▸ **INSTRUCTION 1**
Extract the part of the court memorandum starting at "offenses. Appellant challenges" and ending at "remand for resentencing.", copied word for word.
▸ **INSTRUCTION 2**
Find each line in the listing that contains the word "white", and copy those lines in full.

▸ **SUPPLIED PASSAGE**

>>>

Com. v. Bavin, J.

J-S96001-16


NON-PRECEDENTIAL DECISION - SEE SUPERIOR COURT I.O.P. 65.37

COMMONWEALTH OF PENNSYLVANIA,                  IN THE SUPERIOR COURT OF
                                                     PENNSYLVANIA
                        Appellee

                   v.

JOSHUA BAVIN,

                        Appellant                   No. 1416 WDA 2014


     Appeal from the Judgment of Sentence Entered February 7, 2014
            In the Court of Common Pleas of Allegheny County
          Criminal Division at No(s): CP-02-CR-0001914-2013


BEFORE: BENDER, P.J.E., BOWES, J., and SOLANO, J.

MEMORANDUM BY BENDER, P.J.E.:                    FILED JANUARY 19, 2017

      Appellant, Joshua Bavin, appeals from the judgment of sentence of an

aggregate term of 5 to 15 years’ incarceration, followed by 4 years’

probation, imposed after he was convicted of multiple counts of drug-related

offenses. Appellant challenges the trial court’s denial of his pretrial motion

to suppress, as well as the legality of a mandatory-minimum sentence

imposed in his case. After careful review, we affirm Appellant’s convictions,

but vacate his judgment of sentence and remand for resentencing.

<<<

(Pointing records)
>>>

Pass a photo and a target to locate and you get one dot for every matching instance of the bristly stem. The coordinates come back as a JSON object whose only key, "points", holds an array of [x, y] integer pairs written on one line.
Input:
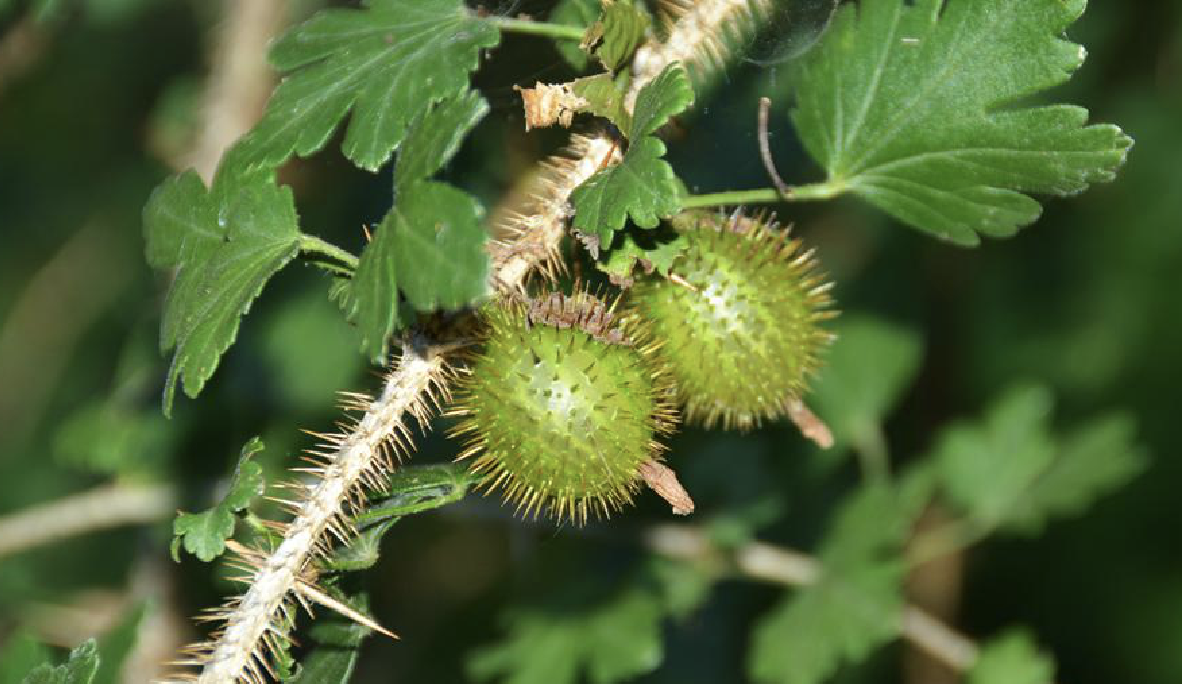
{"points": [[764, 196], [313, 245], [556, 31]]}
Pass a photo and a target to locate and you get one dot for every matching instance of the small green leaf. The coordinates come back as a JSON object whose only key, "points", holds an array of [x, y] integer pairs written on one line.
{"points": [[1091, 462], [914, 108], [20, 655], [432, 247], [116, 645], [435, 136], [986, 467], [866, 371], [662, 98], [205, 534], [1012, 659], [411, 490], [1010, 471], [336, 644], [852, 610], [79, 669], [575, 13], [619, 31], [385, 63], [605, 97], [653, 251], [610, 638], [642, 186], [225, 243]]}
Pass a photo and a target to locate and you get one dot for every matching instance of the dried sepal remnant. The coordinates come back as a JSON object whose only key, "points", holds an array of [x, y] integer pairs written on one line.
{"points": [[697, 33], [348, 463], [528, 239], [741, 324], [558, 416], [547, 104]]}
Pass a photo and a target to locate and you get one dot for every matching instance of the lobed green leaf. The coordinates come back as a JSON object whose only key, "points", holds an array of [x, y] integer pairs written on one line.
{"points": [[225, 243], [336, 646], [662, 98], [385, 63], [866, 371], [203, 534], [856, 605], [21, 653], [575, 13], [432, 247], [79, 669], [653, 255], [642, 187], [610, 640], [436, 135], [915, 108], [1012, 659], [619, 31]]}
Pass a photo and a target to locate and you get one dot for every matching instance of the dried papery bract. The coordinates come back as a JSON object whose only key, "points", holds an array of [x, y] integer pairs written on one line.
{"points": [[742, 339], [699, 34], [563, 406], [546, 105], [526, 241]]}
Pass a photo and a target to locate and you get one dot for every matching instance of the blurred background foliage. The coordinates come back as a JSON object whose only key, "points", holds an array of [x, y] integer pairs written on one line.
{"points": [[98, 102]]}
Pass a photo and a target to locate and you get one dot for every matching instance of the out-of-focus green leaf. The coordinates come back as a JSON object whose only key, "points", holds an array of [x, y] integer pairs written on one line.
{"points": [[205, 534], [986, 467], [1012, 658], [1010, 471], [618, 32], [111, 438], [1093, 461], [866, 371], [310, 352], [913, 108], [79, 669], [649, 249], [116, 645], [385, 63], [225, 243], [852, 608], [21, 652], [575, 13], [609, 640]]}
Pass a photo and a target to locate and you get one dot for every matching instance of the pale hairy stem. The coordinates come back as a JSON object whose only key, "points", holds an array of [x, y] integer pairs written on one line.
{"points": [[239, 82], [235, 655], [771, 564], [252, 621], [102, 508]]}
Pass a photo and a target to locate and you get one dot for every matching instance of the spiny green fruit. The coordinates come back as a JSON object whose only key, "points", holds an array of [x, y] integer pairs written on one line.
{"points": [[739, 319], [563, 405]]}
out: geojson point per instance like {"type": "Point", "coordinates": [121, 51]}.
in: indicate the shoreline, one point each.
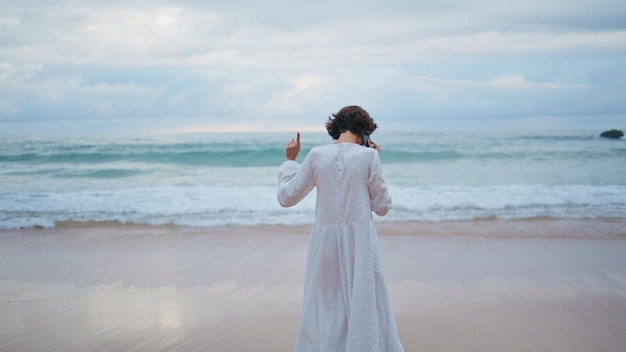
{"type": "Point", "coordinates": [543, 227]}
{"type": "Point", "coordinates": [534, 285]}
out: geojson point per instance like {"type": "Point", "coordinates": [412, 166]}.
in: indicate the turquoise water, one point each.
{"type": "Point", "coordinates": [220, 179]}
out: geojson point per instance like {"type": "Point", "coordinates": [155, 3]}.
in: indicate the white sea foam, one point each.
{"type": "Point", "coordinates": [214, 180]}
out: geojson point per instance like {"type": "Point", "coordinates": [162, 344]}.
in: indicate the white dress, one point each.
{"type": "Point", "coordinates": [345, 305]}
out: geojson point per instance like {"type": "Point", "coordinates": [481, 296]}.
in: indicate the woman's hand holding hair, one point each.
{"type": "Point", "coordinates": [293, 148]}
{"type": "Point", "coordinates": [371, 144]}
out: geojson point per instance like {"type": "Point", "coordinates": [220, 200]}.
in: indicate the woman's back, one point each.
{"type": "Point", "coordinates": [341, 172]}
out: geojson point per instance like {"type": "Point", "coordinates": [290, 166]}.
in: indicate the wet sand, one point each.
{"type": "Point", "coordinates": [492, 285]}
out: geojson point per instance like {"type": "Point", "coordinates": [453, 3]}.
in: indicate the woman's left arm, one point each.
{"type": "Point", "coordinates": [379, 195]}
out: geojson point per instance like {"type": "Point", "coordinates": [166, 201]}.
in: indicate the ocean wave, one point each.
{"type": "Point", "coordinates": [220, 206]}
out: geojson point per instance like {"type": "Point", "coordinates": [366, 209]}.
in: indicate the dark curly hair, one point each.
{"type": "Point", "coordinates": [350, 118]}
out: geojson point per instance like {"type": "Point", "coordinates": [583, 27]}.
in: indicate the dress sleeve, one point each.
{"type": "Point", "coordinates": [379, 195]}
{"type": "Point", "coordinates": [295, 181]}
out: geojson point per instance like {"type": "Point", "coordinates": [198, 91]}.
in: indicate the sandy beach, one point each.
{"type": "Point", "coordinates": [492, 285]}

<<<

▸ **WORKED ANSWER 1**
offenses. Appellant challenges the trial court’s denial of his pretrial motion

to suppress, as well as the legality of a mandatory-minimum sentence

imposed in his case. After careful review, we affirm Appellant’s convictions,

but vacate his judgment of sentence and remand for resentencing.

▸ **WORKED ANSWER 2**
in: indicate the white sea foam, one point each.
in: indicate the white dress, one point each.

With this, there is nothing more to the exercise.